**Problem**:
Determine how many lines in the records that follow hold the string "petal". Only that number should be returned.

**Records from a collection**:
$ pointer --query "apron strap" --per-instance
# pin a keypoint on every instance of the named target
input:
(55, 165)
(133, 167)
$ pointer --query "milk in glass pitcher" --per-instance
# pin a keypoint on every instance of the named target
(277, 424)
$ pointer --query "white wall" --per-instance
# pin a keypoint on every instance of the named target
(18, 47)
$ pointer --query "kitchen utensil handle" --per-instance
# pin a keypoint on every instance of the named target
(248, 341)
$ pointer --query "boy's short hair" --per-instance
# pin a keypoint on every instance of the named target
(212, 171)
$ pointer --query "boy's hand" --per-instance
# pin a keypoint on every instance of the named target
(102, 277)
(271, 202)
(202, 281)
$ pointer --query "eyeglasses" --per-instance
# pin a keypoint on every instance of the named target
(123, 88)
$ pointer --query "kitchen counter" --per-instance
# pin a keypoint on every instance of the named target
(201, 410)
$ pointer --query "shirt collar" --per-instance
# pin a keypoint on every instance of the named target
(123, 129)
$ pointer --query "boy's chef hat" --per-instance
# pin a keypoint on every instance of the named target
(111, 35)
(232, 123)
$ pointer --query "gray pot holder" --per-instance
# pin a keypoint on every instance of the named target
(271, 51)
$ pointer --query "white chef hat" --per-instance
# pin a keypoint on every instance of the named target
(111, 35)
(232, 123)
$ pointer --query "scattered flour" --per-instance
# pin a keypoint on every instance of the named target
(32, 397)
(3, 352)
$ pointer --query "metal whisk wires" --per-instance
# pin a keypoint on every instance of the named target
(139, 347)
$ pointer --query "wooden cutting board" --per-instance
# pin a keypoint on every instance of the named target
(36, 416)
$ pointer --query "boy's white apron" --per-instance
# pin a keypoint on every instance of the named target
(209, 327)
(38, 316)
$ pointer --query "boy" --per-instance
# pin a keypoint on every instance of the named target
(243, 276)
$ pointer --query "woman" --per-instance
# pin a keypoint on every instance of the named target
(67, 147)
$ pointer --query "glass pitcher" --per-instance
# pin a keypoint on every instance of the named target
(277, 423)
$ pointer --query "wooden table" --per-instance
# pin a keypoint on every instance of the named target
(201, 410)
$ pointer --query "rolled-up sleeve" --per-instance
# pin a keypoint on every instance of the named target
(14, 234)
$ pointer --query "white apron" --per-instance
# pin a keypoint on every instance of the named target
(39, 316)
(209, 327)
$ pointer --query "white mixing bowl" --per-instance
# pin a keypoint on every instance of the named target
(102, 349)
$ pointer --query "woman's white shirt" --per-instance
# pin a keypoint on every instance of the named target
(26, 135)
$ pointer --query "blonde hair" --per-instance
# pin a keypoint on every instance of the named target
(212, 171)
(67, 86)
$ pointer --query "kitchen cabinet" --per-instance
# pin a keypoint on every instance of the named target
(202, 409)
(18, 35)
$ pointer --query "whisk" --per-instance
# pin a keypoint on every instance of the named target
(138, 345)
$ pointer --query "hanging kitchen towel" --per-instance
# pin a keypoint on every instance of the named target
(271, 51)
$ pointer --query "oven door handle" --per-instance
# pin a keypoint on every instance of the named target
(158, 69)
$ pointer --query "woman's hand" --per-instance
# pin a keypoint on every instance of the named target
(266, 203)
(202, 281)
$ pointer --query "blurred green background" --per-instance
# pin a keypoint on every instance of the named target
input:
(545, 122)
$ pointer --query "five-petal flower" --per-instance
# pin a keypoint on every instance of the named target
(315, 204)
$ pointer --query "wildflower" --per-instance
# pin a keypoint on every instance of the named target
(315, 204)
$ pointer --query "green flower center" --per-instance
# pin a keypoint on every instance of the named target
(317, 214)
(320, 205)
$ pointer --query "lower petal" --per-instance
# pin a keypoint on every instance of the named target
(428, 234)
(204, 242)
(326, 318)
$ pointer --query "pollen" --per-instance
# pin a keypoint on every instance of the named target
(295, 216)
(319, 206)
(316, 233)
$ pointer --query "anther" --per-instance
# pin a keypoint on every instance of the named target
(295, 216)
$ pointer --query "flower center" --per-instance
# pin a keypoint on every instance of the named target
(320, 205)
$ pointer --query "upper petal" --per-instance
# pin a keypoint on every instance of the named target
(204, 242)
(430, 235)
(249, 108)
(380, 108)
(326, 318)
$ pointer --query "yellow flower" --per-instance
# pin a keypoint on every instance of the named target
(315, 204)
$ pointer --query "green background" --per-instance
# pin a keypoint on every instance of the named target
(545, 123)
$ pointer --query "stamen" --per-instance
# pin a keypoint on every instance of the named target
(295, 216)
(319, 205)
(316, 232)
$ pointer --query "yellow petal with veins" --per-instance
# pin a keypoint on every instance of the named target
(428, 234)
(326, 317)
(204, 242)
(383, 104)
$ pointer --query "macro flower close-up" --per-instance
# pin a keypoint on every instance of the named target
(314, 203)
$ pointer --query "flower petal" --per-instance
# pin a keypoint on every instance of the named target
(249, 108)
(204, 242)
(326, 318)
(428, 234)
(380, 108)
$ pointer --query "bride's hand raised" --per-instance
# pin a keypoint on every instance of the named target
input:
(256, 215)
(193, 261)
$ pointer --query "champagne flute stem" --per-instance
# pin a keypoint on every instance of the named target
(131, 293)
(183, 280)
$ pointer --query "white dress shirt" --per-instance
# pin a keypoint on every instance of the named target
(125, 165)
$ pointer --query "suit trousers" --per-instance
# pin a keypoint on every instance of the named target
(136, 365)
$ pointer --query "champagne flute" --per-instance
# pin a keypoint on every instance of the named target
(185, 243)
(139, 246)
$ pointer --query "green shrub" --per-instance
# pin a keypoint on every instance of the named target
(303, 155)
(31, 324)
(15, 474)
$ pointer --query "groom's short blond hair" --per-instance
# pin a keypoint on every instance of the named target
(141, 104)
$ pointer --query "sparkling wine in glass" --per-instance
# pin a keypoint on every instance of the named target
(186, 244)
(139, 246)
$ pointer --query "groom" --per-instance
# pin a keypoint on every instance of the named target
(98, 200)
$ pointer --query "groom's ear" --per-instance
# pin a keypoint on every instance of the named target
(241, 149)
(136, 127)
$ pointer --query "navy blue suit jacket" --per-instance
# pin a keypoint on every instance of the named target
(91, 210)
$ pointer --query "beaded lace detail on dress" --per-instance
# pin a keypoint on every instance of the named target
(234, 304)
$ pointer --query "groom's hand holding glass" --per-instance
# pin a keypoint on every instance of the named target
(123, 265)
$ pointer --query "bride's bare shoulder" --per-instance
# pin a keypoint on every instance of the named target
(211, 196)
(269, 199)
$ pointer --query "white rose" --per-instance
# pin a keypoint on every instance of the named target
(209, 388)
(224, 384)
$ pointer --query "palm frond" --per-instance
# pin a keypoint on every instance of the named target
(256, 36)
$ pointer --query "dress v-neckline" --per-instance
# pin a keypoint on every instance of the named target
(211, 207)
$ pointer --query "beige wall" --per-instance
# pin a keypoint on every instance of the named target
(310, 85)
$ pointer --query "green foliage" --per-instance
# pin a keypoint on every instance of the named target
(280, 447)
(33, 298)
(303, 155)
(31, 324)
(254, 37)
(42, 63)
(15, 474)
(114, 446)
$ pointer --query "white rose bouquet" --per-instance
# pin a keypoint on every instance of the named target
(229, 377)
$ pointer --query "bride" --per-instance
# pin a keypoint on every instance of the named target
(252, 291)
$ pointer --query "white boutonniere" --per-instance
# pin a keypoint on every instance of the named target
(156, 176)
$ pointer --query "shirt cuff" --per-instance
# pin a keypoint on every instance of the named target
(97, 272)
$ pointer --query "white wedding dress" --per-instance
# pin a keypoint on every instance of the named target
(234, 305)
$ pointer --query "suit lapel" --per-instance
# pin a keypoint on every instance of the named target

**Problem solution**:
5